Excerpts from a dataset
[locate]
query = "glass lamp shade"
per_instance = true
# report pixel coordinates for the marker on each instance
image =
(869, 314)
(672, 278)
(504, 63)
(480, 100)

Your goal
May I have all of the records repeated exactly?

Written answer
[locate]
query = "glass lamp shade"
per_instance = true
# report pixel coordinates for the marker on each instance
image =
(869, 314)
(672, 278)
(504, 63)
(480, 100)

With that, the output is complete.